_EXTRACT PROVIDED_.
— begin —

Inconsistent results trying to microbenchmark

Question

I have been trying to take some microbenchmarks of Lua code, but have run into an incredibly annoying problem: I can't seem to get consistent results.

Example: here's a dead simple Lua program that's supposed to time a naive Fibonacci function:

function pfibs(n)
  if n ~= math.floor(n) then return 0
  elseif n < 0 then return pfibs(n + 2) - pfibs(n + 1)
  elseif n < 2 then return n
  else return pfibs(n - 1) + pfibs(n - 2)
  end
end
t = os.clock()
pfibs(30)
t = os.clock() - t
print("time: "..t)

When I try to run it several times in a row, something like this happens:

$ lua fib.lua
time: 1.265
$ lua fib.lua
time: 1.281
$ lua fib.lua
time: 1.343
$ lua fib.lua
time: 1.437
$ lua fib.lua
time: 1.562
$ lua fib.lua
time: 1.578
$ lua fib.lua
time: 1.64
$ lua fib.lua
time: 1.703
$ lua fib.lua
time: 1.75
$ lua fib.lua
time: 1.797
$ lua fib.lua
time: 1.796
$ lua fib.lua
time: 1.812
$ lua fib.lua
time: 1.89

(this is just an example, snipped for brevity, but representative of the sort of slowdown curve I'm seeing)

Times that start around 1.1 seconds end up well above two seconds. All I've been doing is sitting here pressing up-enter repeatedly. The same sort of thing happens if I wrap the test in a call to time instead of using the Lua clock, or if I make it loop a few times to take a couple more seconds; it seems to slow down proportionally. If I leave it for a while, sometimes the times go back down. Sometimes not (probably because I don't know how long to leave it).

This is on Windows+MSYS. Trying this on Ubuntu (same machine) lead to a different pattern but still wildly inconsistent and unusable results (e.g. a test would take 2 seconds, then 3.5 seconds, then 4 seconds, then 2.5 seconds...). Task Manager/top indicate nothing chewing up CPU in the background in either case. CPU speed switching is disabled.

What am I doing wrong? My machine is old, but it can't be that broken (surely I'd notice it being unusable if it were the machine's fault and every program got that much slower every second...).

— end —

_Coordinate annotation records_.

— begin —

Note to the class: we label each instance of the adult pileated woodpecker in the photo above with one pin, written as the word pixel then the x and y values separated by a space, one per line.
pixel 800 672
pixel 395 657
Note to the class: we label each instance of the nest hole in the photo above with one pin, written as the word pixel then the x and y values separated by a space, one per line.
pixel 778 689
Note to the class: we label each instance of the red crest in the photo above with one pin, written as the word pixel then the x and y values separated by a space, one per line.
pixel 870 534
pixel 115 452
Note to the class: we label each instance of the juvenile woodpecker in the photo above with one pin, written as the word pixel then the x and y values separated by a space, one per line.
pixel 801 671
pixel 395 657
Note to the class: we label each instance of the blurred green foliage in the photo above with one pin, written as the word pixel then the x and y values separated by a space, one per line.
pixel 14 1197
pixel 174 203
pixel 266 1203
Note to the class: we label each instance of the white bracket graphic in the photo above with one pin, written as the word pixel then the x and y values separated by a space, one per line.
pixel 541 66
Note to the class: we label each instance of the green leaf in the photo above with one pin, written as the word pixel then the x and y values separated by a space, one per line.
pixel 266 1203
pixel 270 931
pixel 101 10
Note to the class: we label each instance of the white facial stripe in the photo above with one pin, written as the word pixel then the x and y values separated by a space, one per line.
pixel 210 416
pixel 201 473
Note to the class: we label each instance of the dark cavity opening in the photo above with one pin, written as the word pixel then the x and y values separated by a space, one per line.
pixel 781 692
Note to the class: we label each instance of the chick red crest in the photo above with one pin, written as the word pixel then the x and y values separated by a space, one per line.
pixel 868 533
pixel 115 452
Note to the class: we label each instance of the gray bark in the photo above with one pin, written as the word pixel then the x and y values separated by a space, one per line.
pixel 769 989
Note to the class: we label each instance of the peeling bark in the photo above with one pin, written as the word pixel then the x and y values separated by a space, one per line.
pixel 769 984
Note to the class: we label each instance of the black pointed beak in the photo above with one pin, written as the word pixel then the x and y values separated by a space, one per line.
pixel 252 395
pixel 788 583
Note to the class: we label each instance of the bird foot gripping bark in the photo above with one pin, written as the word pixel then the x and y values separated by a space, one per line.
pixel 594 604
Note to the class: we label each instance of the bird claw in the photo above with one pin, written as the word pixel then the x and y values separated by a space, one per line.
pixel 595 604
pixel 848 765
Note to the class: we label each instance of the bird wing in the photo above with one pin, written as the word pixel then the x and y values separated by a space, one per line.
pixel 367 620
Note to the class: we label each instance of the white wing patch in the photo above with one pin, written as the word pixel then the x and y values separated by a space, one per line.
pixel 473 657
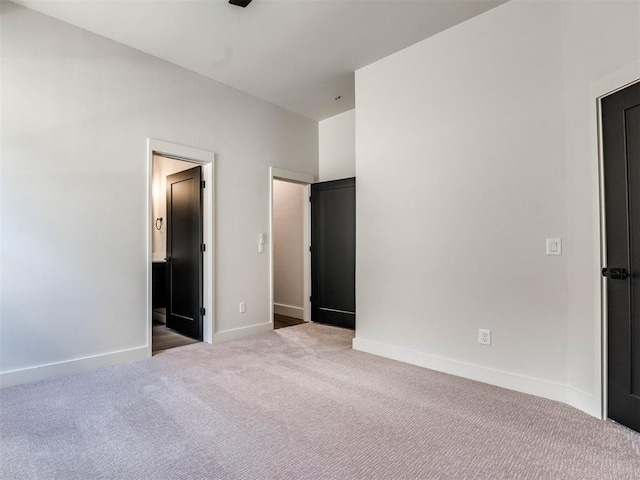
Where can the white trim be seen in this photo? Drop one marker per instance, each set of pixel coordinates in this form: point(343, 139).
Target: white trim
point(500, 378)
point(304, 179)
point(207, 160)
point(69, 367)
point(288, 310)
point(242, 332)
point(602, 87)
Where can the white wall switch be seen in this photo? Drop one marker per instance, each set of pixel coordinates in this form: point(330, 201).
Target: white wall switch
point(554, 246)
point(484, 337)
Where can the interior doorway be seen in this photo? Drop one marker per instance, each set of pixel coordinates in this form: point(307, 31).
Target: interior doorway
point(289, 254)
point(180, 246)
point(176, 277)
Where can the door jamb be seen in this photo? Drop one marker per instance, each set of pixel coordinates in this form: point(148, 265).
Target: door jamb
point(607, 85)
point(306, 180)
point(206, 159)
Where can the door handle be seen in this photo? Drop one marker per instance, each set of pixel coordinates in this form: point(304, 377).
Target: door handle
point(615, 273)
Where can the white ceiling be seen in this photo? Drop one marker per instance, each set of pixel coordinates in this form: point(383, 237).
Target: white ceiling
point(299, 54)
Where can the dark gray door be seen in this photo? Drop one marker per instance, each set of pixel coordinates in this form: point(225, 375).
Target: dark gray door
point(333, 252)
point(184, 252)
point(621, 148)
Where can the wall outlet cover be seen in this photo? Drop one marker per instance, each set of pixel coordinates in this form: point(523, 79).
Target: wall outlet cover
point(484, 337)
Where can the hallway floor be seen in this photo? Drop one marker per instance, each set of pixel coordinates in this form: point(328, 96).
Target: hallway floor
point(164, 338)
point(281, 321)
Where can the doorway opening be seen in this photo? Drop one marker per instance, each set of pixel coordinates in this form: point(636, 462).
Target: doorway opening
point(180, 246)
point(290, 258)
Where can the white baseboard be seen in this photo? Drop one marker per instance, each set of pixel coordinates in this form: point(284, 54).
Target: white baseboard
point(583, 401)
point(42, 372)
point(500, 378)
point(242, 332)
point(288, 310)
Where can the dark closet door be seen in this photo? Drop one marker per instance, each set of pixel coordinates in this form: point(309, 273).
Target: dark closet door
point(333, 252)
point(184, 252)
point(621, 148)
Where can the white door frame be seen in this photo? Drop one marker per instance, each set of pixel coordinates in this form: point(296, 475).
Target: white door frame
point(206, 159)
point(306, 180)
point(607, 85)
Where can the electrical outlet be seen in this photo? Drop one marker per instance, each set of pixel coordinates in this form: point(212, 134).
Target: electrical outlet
point(484, 337)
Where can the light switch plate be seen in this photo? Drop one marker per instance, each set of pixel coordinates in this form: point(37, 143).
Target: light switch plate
point(554, 246)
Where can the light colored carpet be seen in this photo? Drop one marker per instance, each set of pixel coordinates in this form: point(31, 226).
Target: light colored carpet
point(296, 404)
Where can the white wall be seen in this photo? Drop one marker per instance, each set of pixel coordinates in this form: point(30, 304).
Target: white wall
point(288, 248)
point(77, 110)
point(472, 147)
point(162, 166)
point(337, 146)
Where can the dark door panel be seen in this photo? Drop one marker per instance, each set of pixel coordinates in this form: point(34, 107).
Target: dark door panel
point(333, 253)
point(621, 149)
point(184, 256)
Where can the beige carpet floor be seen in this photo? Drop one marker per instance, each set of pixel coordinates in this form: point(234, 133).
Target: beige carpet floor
point(297, 403)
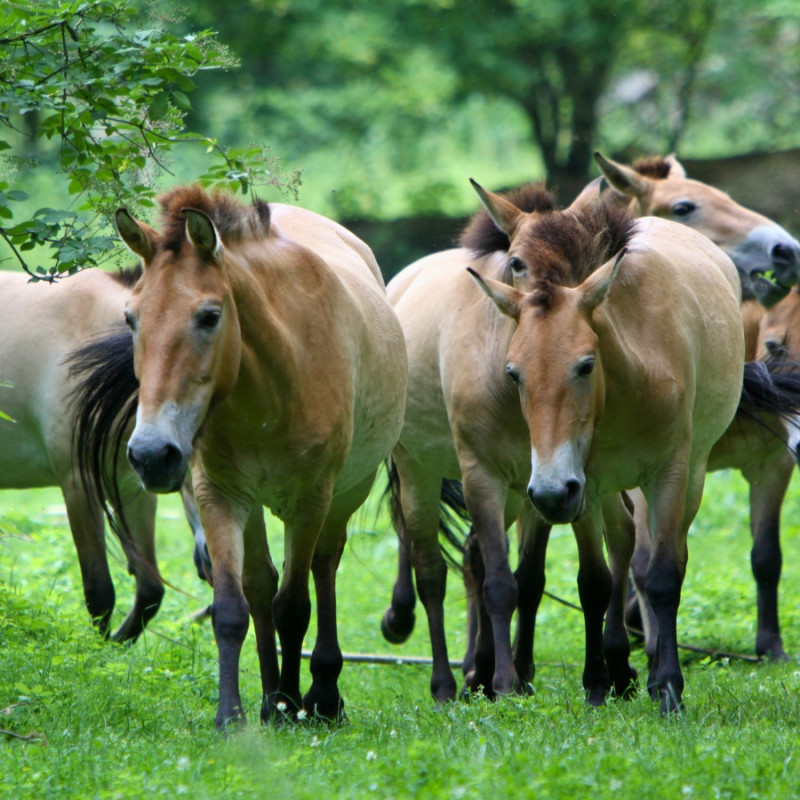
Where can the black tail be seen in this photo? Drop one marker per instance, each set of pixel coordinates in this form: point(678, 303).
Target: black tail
point(103, 405)
point(453, 515)
point(771, 393)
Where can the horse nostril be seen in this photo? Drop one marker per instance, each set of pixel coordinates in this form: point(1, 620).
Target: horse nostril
point(784, 254)
point(171, 458)
point(572, 490)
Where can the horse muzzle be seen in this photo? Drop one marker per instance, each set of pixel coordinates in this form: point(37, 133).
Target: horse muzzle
point(558, 503)
point(160, 464)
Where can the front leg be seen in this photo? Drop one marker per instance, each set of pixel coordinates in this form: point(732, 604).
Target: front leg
point(291, 608)
point(594, 589)
point(223, 524)
point(620, 536)
point(485, 496)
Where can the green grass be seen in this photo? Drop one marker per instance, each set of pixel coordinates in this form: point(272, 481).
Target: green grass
point(114, 722)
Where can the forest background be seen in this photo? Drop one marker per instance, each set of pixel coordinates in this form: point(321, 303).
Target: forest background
point(378, 115)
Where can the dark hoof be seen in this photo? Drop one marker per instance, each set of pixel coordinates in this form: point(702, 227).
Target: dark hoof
point(397, 625)
point(595, 698)
point(626, 687)
point(328, 708)
point(474, 684)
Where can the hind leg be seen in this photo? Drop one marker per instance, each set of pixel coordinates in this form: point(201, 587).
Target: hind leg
point(398, 621)
point(639, 563)
point(419, 494)
point(768, 486)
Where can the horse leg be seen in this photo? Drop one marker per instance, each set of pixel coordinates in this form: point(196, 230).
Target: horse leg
point(323, 698)
point(291, 608)
point(88, 533)
point(418, 521)
point(202, 561)
point(768, 486)
point(530, 577)
point(397, 623)
point(620, 535)
point(485, 497)
point(259, 584)
point(224, 524)
point(594, 589)
point(140, 513)
point(473, 584)
point(639, 563)
point(674, 498)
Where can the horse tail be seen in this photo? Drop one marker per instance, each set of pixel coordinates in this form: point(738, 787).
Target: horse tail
point(771, 394)
point(103, 406)
point(453, 515)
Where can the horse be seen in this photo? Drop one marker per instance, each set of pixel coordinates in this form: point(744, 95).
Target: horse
point(760, 249)
point(270, 365)
point(42, 325)
point(444, 347)
point(626, 380)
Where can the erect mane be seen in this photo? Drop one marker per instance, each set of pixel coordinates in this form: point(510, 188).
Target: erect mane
point(565, 248)
point(654, 167)
point(483, 237)
point(128, 276)
point(234, 220)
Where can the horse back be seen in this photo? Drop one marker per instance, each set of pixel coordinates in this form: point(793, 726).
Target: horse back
point(40, 325)
point(459, 398)
point(672, 342)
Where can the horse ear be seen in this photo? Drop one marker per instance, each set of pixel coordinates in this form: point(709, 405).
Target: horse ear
point(624, 179)
point(504, 213)
point(202, 233)
point(505, 297)
point(594, 290)
point(138, 237)
point(676, 169)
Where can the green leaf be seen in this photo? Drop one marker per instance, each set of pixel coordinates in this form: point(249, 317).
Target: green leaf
point(158, 107)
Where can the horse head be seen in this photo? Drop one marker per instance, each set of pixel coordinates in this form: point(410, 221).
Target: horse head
point(186, 340)
point(766, 256)
point(554, 360)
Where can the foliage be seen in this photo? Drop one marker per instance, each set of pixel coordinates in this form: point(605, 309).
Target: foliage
point(119, 722)
point(107, 88)
point(375, 86)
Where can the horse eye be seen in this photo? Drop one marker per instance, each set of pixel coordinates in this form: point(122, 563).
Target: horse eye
point(208, 318)
point(517, 265)
point(585, 367)
point(776, 348)
point(683, 208)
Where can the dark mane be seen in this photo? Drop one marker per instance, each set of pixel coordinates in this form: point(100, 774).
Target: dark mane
point(483, 237)
point(128, 276)
point(234, 221)
point(565, 248)
point(654, 167)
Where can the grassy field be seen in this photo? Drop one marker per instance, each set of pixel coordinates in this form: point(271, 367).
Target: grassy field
point(109, 721)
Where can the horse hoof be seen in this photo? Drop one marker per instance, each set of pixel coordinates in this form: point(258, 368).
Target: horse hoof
point(397, 625)
point(627, 686)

— end —

_THINGS TO DO_.
A) From the Lua benchmarking question, copy everything between "I have been" and "pfibs(n + 1)", inclusive.
B) Condense the paragraph of the Lua benchmarking question beginning "This is on Windows+MSYS." into a short bulleted list that keeps its main facts.

_ANSWERS FOR THIS EXERCISE_.
A)
I have been trying to take some microbenchmarks of Lua code, but have run into an incredibly annoying problem: I can't seem to get consistent results.

Example: here's a dead simple Lua program that's supposed to time a naive Fibonacci function:

function pfibs(n)
  if n ~= math.floor(n) then return 0
  elseif n < 0 then return pfibs(n + 2) - pfibs(n + 1)

B)
- Setup: Windows with MSYS.
- On Ubuntu, same machine: a different pattern, but the results were still wildly inconsistent (for example 2, then 3.5, then 4, then 2.5 seconds).
- Task Manager and top show nothing using CPU in the background on either system.
- CPU speed switching is turned off.